Print every one of the following records line for line, with no changes.

- Exercise materials:
--- Begin ---
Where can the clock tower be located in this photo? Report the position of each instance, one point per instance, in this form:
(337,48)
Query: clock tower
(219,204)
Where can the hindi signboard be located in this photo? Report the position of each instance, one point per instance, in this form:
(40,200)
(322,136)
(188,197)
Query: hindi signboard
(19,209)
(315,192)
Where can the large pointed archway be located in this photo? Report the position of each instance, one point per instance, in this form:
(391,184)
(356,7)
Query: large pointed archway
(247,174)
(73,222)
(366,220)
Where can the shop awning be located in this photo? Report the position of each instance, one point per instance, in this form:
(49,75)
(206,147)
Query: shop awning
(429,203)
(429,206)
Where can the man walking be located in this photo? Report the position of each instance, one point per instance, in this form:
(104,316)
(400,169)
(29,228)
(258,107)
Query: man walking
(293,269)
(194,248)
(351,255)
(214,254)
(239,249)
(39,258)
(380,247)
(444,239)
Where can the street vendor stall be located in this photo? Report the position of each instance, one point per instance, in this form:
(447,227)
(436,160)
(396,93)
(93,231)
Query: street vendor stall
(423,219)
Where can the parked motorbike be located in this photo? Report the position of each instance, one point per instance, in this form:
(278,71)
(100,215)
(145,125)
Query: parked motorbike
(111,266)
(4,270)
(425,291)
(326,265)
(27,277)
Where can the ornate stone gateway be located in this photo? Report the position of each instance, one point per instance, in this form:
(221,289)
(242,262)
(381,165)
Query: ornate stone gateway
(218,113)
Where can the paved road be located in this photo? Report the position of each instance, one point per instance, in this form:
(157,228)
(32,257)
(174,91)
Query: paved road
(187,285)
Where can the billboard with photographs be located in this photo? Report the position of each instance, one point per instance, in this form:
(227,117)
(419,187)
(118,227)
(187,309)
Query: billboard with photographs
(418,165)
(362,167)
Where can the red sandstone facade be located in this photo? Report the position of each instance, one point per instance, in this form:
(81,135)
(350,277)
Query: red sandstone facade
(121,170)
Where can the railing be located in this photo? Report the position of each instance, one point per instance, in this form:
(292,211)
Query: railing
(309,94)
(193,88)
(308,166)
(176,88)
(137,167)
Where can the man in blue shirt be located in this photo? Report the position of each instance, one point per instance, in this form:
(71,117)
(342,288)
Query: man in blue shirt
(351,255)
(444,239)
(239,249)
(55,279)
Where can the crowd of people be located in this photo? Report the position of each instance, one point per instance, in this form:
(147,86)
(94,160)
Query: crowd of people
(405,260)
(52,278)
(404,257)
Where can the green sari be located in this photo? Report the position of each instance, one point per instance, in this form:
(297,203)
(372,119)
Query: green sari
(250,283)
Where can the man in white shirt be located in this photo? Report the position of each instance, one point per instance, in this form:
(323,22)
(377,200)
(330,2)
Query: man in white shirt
--- End ---
- Answer for the task:
Where can the clock tower be located in this photo? Report the position of each instance, one point per instance, in this form:
(337,48)
Query: clock tower
(219,204)
Where can the hindi signboard be located in this photo? Report the position of each instance, one point per instance, in this form:
(40,200)
(322,136)
(188,197)
Query: hindi signboard
(19,209)
(315,192)
Where can the large pointed archway be located in this photo? Report the position of each instance, one point per instance, in this form:
(391,184)
(356,7)
Query: large pointed archway
(247,174)
(73,222)
(366,220)
Where can the shop awning be located in this photo? Report the position of each instance, one point per instance, in this form:
(49,75)
(206,147)
Query: shop awning
(429,203)
(429,206)
Where can the man walking be located in this photo? Report the position of each instance, one point per instance, in this form:
(104,316)
(400,169)
(29,228)
(258,107)
Query: man walking
(293,269)
(194,248)
(351,255)
(214,254)
(239,249)
(39,258)
(380,247)
(444,239)
Where can the street vendor stall be located in this photo? Report the position of each instance, one point per instance, in this form:
(447,227)
(436,160)
(396,93)
(93,231)
Query: street vendor stall
(423,219)
Where can the parked motorbike be located in this photo? Report the position of each instance, one point per instance, in this form:
(278,71)
(100,215)
(145,125)
Query: parked motorbike
(111,266)
(4,270)
(425,291)
(326,265)
(27,277)
Where can the ornate stone gateway be located in this photo? Report the position of each instance, one point per instance, in this form:
(221,289)
(242,262)
(381,165)
Query: ornate stone gateway
(218,113)
Where can the paved road be located in this photo? Report the position of each instance, one point per instance, in this form:
(157,228)
(32,257)
(174,91)
Query: paved road
(187,285)
Where can the billboard with photographs be located in this photo? Report the position of each instance, one point per instance, in this form:
(227,117)
(419,187)
(118,227)
(187,309)
Query: billboard with photographs
(418,165)
(362,167)
Where can the red sandstone facade be located in this photo? Report the position of each instance, one point per instance, in this form:
(81,135)
(350,277)
Query: red sandstone facade
(121,170)
Where can the railing be located in this photo? Report the position of each instance, one point per instance, in this form:
(292,211)
Query: railing
(309,94)
(193,88)
(308,166)
(176,88)
(137,167)
Where can the man in blue shirt be located in this photo? Report the position of each instance, one point per instance, in this form:
(71,117)
(342,288)
Query: man in blue shirt
(351,255)
(444,239)
(239,249)
(55,279)
Where can the crowd of people be located in this photo? Report the position of each instance, one point per instance, in this form:
(147,86)
(94,160)
Query: crowd of people
(405,260)
(52,278)
(404,257)
Where can the green sari be located in this photo? Report the position of each instance, one point per instance, in this form:
(297,203)
(372,119)
Query: green sari
(250,283)
Where can the man in white shirt be located in this photo? Report the position of each instance, one point per instance, in this form:
(323,22)
(377,200)
(330,2)
Query: man in white shirt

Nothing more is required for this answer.